— Written task —
Rewrite every one of the records below, putting "shelf audit tool" in place of "planogram checker" and keeping everything else the same.

Dataset excerpts on object pointing:
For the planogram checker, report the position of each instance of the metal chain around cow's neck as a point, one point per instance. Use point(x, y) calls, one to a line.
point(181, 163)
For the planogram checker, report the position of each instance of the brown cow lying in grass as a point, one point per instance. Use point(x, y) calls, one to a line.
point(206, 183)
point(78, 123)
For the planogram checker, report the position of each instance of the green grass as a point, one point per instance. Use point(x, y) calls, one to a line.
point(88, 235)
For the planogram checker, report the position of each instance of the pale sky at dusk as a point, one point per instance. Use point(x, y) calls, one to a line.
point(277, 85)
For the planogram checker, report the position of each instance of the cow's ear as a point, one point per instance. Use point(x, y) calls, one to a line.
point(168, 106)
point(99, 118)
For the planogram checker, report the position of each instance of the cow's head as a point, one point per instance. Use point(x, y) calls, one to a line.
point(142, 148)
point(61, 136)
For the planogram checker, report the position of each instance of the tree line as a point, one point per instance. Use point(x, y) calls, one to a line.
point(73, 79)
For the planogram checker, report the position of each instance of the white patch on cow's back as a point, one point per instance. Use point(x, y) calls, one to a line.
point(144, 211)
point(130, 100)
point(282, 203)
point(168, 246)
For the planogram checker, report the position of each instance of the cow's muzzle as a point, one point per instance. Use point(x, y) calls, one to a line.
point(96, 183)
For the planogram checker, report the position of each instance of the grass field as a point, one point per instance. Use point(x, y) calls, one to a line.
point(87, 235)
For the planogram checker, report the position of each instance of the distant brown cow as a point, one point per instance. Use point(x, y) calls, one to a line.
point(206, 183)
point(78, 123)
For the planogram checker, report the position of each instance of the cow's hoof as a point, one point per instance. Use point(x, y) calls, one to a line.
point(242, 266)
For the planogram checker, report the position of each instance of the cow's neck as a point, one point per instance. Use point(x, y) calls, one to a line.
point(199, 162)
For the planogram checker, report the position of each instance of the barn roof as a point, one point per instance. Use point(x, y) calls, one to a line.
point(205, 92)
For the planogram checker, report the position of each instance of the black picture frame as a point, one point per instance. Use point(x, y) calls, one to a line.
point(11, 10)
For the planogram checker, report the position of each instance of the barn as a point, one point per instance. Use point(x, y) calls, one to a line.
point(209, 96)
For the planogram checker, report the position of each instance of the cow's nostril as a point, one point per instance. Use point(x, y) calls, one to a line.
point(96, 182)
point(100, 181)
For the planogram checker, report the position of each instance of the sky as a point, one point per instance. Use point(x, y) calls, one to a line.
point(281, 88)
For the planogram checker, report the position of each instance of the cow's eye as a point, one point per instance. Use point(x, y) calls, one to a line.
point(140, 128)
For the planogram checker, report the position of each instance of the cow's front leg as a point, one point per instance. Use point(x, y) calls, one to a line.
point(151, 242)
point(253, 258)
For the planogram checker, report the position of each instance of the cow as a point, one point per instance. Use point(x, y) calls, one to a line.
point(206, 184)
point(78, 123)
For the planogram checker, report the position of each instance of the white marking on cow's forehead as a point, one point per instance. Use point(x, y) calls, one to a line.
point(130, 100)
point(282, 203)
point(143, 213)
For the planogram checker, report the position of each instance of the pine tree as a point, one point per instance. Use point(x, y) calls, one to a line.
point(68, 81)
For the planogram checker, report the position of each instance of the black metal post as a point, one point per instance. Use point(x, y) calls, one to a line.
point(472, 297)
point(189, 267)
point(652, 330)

— The result —
For the shelf audit tool, report the position of each instance of the metal chain around cow's neck as a point, one point per instance. Use point(x, y) calls, one to a line.
point(181, 163)
For the shelf audit tool, report the position of each instance of the brown cow lying in grass as a point, one point per instance. Use point(x, y) calls, one to a line.
point(206, 183)
point(78, 123)
For the shelf audit tool, report the position of each instance of the green grass as a point, one point per instance. Use point(x, y) calls, one to a line.
point(88, 235)
For the shelf audit tool, report the position of each instance of the pale sky at dusk as a point, one point per instance. Use point(x, y) calls, one to a line.
point(277, 85)
For the shelf audit tool, report the position of each instance of the cow's ear as a point, one point per instance. Use point(x, y) calls, one to a line.
point(168, 106)
point(99, 118)
For the shelf audit tool, report the position of each instance of the cow's head as a point, one point per instance. Use point(x, y) calls, one to a line.
point(142, 148)
point(61, 136)
For the shelf audit tool, report the position of each instance of the tree line as a point, one point per instance. Use point(x, y) calls, one to a line.
point(73, 79)
For the shelf audit tool, report the position of each instance of the white patch on cow's back as a point, one point per instance. Use point(x, y) calls, one to a line.
point(144, 211)
point(130, 100)
point(282, 203)
point(168, 246)
For the shelf audit tool, report the position of each instance of the cow's muzzle as a point, one point per instance. Use point(x, y) calls, one to a line.
point(96, 183)
For the shelf audit tool, report the position of each instance of the grass field as a point, one point per instance. Use point(x, y) calls, one to a line.
point(87, 235)
For the shelf audit tool, report the position of each instance of the distant brown cow as a point, one point per instance. Use point(x, y) calls, one to a line.
point(206, 183)
point(78, 123)
For the shelf audit tool, report the position of each instance of the cow's hoof as a point, one point per instance. Use point(x, y) calls, one to a line.
point(242, 266)
For the shelf audit tool, report the position of each instance of the cow's neck as a point, one point per instance. Use point(x, y) calls, one to a line.
point(199, 162)
For the shelf audit tool, report the position of each instance of the barn roof as a point, one point per instance. Use point(x, y) calls, one to a line.
point(205, 92)
For the shelf audit tool, report the position of each instance of the black picture frame as a point, one point per instance. Use point(x, y) calls, one to a line.
point(11, 10)
For the shelf audit tool, report the position of each instance of the barn as a point, one point per instance. Use point(x, y) calls, one to a line.
point(209, 96)
For the shelf audit tool, report the position of each instance of the cow's nostril as a point, one point per instance. Use point(x, y) calls, one to a line.
point(96, 182)
point(100, 181)
For the shelf audit tool, report the position of each instance of the sky as a point, one point per instance. Use point(x, y) calls, one to a line.
point(281, 88)
For the shelf audit tool, report the position of each instance of the cow's eye as a point, one point per instance. Use point(x, y) calls, one to a line.
point(140, 128)
For the shelf audit tool, report the position of each instance of the cow's front leg as a point, one point per instance. Use point(x, y) calls, one to a line.
point(151, 242)
point(253, 258)
For the shelf audit tool, report the position of each instance of the cow as a point, one point per instance. Use point(x, y) calls, one to a line.
point(206, 184)
point(78, 123)
For the shelf audit tool, report the position of each instance of the white marking on cow's forehead as a point, one point per instance. Use point(x, y) calls, one to a line.
point(130, 100)
point(282, 203)
point(143, 213)
For the shelf audit tool, report the position of each instance of the pine tree as a point, one point per instance. Use point(x, y) calls, one to a line.
point(68, 81)
For the shelf audit tool, report the position of each instance of the black metal post as a point, one point per instance. Use point(x, y) calls, one to a line.
point(472, 297)
point(189, 267)
point(652, 330)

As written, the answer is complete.